**WORK REQUEST 1:**
In the article below about the sprayed-on siding lawsuit, what did the Townsends' siding project cost?
**WORK REQUEST 2:**
Continue the news article about the sprayed-on siding lawsuit, starting right after its final sentence.

Segment Start: SUPPLIED TEXT

DALLAS, Ga. (AP) – When Alan and Linda Townsend were unhappy with the sprayed-on siding applied to their house, the frustrated couple launched a Web site to complain and to give other unsatisfied customers a forum.

Visitor postings to the Web site said the product, Spray on Siding, cracked, bubbled and buckled. For their efforts, the Townsends got slapped with a lawsuit by the product’s maker.

The federal case may help shape the boundaries of online speech.

Companies routinely go after individuals when they feel people are maligning them on the Internet. And often, legal scholars say, the Web site’s owners don’t fight back at all.

In this dispute, North Carolina-based Alvis Coatings Inc., which supplied the siding product used in the Townsends’ $16,721 project, claims the couple’s Web site infringes on the company’s trademarks, defames its product and intentionally misleads and confuses consumers.

Alvis is seeking more than $75,000 in damages in addition to unspecified punitive damages and attorney fees.

“We could lose everything, including the house, and still be in debt,” said Alan Townsend, whose house is valued at around $150,000.

Though neither side was looking for a brawl over speech rights, the lawsuit is headed that way, said Paul Levy, an attorney for Public Citizen, which agreed to help represent the Townsends.

Segment End: SUPPLIED TEXT
Segment Start: DATASET EXTRACT

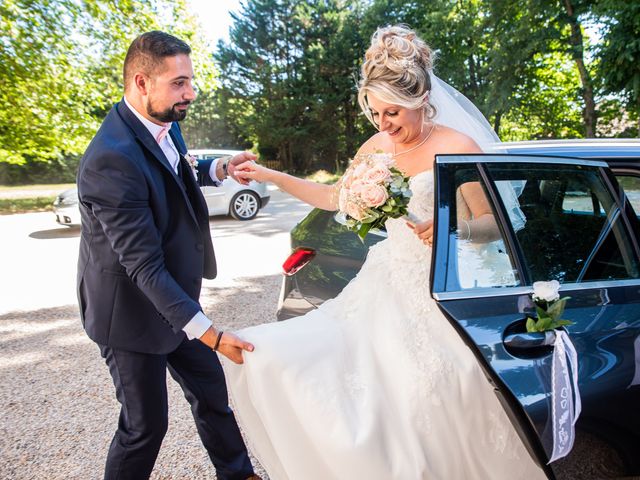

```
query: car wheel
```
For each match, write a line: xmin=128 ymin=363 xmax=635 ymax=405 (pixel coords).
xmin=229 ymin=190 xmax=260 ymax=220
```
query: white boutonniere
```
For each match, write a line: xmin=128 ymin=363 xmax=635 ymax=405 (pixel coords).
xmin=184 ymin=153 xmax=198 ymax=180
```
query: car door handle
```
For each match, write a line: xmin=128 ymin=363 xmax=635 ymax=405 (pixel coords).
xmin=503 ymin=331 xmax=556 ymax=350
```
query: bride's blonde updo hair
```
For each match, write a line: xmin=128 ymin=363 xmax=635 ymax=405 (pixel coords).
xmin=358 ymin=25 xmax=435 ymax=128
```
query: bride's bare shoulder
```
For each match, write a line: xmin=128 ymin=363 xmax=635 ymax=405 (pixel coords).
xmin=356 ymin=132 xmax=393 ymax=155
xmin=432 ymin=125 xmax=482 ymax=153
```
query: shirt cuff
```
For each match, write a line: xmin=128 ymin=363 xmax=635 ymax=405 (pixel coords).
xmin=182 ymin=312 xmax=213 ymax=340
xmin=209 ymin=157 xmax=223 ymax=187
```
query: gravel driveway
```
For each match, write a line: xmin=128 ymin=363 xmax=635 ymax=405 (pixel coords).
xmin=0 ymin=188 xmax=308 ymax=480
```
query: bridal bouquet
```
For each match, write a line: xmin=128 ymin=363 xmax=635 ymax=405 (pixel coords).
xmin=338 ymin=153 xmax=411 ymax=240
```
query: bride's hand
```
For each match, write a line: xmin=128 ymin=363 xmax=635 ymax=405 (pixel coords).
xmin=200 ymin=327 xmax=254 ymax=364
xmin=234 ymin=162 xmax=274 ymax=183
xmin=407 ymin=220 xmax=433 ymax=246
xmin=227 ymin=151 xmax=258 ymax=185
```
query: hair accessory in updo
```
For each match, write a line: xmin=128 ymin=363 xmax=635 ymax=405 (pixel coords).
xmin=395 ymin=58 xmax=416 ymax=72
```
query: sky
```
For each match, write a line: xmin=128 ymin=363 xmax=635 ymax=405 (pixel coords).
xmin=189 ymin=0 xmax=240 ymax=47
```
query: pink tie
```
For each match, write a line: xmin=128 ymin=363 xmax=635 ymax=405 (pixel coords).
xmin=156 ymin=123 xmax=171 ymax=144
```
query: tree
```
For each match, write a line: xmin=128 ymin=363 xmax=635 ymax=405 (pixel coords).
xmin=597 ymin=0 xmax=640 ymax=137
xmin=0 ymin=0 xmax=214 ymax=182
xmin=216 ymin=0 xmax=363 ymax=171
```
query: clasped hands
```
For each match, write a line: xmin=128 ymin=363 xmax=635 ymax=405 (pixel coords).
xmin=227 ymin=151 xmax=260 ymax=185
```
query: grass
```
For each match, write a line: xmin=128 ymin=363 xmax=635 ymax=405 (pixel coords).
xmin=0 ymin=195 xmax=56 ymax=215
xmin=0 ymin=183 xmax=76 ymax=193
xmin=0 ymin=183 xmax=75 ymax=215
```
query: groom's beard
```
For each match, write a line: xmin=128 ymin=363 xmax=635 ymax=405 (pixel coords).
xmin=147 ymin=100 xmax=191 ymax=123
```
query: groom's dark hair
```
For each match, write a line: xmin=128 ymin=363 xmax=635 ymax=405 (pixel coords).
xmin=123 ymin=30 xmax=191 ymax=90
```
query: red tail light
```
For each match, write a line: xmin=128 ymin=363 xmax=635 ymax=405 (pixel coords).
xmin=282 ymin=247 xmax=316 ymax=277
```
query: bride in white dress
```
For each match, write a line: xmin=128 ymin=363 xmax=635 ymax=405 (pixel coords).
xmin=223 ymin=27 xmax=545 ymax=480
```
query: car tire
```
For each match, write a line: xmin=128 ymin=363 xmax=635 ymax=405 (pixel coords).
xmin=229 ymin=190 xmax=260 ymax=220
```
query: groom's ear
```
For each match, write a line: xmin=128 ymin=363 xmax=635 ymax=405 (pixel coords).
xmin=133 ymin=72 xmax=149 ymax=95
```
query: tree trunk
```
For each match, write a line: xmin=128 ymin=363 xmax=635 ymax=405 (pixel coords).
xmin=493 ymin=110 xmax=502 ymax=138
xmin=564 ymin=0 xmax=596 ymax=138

Segment End: DATASET EXTRACT
Segment Start: DATASET EXTRACT

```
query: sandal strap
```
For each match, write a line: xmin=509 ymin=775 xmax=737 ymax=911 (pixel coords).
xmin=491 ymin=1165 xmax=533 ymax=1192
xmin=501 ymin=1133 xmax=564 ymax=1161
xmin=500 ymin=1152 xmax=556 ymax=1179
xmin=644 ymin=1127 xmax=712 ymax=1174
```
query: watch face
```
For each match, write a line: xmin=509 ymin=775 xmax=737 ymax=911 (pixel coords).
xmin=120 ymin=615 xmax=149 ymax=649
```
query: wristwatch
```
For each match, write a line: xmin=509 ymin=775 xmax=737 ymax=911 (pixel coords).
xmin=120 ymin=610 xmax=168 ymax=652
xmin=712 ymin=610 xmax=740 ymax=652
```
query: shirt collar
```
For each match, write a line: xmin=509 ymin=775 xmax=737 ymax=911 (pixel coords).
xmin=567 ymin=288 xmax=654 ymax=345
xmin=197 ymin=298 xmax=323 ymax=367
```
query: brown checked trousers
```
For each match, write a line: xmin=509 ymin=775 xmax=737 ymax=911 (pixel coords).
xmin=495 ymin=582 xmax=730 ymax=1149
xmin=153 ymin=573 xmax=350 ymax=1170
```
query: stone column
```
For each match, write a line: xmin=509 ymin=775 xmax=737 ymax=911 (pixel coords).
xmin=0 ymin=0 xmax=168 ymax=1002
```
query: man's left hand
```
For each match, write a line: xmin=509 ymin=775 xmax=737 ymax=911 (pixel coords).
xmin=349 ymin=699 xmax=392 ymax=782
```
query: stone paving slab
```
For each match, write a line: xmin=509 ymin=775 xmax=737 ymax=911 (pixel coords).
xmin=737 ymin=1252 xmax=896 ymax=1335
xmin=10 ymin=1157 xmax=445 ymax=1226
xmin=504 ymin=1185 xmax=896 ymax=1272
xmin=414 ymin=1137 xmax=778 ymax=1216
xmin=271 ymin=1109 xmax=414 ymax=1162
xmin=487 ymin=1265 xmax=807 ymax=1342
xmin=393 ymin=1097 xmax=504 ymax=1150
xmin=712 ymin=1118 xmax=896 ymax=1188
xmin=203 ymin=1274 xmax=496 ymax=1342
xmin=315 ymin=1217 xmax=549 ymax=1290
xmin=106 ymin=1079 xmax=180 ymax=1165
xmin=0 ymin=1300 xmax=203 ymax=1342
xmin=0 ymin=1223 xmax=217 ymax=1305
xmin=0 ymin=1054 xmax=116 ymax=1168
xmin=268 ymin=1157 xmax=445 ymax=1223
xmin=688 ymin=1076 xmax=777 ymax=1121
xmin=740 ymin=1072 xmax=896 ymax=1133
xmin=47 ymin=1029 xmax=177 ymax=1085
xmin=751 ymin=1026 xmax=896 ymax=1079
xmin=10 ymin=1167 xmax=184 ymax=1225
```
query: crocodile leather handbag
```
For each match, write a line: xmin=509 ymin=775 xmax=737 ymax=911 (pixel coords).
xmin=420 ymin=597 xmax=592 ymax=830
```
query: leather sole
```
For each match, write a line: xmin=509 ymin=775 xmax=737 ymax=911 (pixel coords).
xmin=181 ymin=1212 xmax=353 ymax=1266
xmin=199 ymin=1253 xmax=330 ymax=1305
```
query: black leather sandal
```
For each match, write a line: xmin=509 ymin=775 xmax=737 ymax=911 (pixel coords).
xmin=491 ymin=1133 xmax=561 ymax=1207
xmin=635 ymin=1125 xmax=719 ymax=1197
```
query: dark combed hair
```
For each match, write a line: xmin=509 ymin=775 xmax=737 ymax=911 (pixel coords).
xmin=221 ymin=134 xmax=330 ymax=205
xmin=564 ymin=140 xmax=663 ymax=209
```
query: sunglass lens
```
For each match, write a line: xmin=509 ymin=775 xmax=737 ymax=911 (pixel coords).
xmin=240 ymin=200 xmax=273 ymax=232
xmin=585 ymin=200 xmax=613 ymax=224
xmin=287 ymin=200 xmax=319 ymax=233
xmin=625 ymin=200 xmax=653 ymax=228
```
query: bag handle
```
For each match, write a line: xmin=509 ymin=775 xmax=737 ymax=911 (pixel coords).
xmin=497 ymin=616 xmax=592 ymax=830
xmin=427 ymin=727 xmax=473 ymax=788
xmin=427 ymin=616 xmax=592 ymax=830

Segment End: DATASET EXTRACT
Segment Start: DATASET EXTRACT

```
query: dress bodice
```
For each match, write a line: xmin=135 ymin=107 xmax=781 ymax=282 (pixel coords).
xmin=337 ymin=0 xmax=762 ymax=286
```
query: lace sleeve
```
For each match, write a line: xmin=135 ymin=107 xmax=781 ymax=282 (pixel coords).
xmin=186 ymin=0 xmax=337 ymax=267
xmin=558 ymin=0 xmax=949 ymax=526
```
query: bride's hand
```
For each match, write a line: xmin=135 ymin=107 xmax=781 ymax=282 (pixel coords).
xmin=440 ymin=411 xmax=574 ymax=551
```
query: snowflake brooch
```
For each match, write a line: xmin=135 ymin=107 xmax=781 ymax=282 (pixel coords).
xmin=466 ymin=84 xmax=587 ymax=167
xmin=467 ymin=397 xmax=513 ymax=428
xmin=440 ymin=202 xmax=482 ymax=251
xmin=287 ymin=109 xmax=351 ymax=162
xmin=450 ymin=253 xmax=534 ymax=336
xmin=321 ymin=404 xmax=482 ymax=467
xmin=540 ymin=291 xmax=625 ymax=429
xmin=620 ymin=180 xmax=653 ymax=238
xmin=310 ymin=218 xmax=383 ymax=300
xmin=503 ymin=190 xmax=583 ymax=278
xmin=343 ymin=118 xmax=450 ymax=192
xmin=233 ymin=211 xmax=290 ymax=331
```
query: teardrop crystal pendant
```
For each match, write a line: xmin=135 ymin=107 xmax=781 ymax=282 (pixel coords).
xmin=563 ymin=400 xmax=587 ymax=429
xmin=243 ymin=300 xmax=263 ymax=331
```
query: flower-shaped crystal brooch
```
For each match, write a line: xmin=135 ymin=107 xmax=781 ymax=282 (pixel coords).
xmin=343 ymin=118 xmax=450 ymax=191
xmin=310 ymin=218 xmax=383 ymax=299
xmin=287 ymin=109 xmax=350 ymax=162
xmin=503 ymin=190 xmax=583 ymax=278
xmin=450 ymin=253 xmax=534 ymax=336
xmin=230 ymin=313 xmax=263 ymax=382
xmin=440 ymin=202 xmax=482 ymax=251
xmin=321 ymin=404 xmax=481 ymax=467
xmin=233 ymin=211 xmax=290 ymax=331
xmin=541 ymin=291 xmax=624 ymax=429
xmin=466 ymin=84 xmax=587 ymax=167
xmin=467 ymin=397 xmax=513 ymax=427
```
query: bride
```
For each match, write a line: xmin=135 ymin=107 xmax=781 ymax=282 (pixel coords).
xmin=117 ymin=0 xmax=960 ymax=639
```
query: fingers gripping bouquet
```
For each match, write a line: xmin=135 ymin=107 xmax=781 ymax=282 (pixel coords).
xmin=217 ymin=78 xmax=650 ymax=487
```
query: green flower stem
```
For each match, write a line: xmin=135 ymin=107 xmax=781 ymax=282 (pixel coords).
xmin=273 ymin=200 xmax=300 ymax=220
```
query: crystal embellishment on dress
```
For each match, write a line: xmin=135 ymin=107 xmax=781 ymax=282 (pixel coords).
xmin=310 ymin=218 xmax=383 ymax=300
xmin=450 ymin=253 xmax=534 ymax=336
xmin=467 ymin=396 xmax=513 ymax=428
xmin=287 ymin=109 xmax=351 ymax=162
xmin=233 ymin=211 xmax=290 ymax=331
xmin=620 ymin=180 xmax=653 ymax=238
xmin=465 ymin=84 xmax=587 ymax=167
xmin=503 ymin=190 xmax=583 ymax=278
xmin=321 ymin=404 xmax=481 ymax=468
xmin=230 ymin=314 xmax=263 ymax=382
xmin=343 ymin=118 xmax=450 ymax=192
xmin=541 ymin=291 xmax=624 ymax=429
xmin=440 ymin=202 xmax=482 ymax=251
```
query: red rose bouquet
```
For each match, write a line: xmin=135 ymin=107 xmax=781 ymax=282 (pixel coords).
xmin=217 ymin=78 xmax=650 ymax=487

Segment End: DATASET EXTRACT

**EXERCISE OUTPUT 1:**
The project cost $16,721.

**EXERCISE OUTPUT 2:**
The complaint filed by Alvis alleges that the name of the Townsends’ Web site, spraysiding.com, “is confusingly similar” to the official Alvis site, sprayonsiding.com, as well as its trademark “Spray on Siding.”

Levy argues that the Town­sends have the right to use the domain name they purchased.

Judges also weigh whether a person is likely to confuse the gripe site with the real one, said Wendy Seltzer, staff attorney with the Electronic Frontier Foundation, a San Francisco-based civil-liberties group. A site that bashes a product is not likely to create such confusion, she said.

Companies have threatened scores of criticism sites with trademark infringement and have lost many of the cases that have actually gone to court, Seltzer said. But most of the time, she said, the site owners simply agree to stop before a lawsuit is even filed. Thus, the boundaries of their rights are never tested.

Having this case and others like it go to court should help better define permissible conduct – and perhaps discourage companies from such threats in the future, if they know they would likely lose, Seltzer said.

The Townsends’ Web site has a message board in which other customers comment. Alvis’ lawsuit, filed in September in U.S. District Court in Charlotte, N.C., contends the Townsends are responsible for posting the “false, misleading and disparaging” comments on that message board.

A federal law offers some protections to Internet providers for content their visitors post or transmit, and courts have separately held that criticism when framed as opinion is not libelous, legal scholars say.

But like the trademark challenges, many Web site owners don’t bother fighting in such cases, said Deirdre K. Mulligan, director of the law and technology clinic at the University of California at Berkeley.

Craig Hartman, Alvis’s chief operations manager, said his company sued the Townsends only after months of fruitless dealings with the couple.

Hartman said the company made three “formal generous offers” to the Townsends that were rejected. He said the lawsuit was a last resort.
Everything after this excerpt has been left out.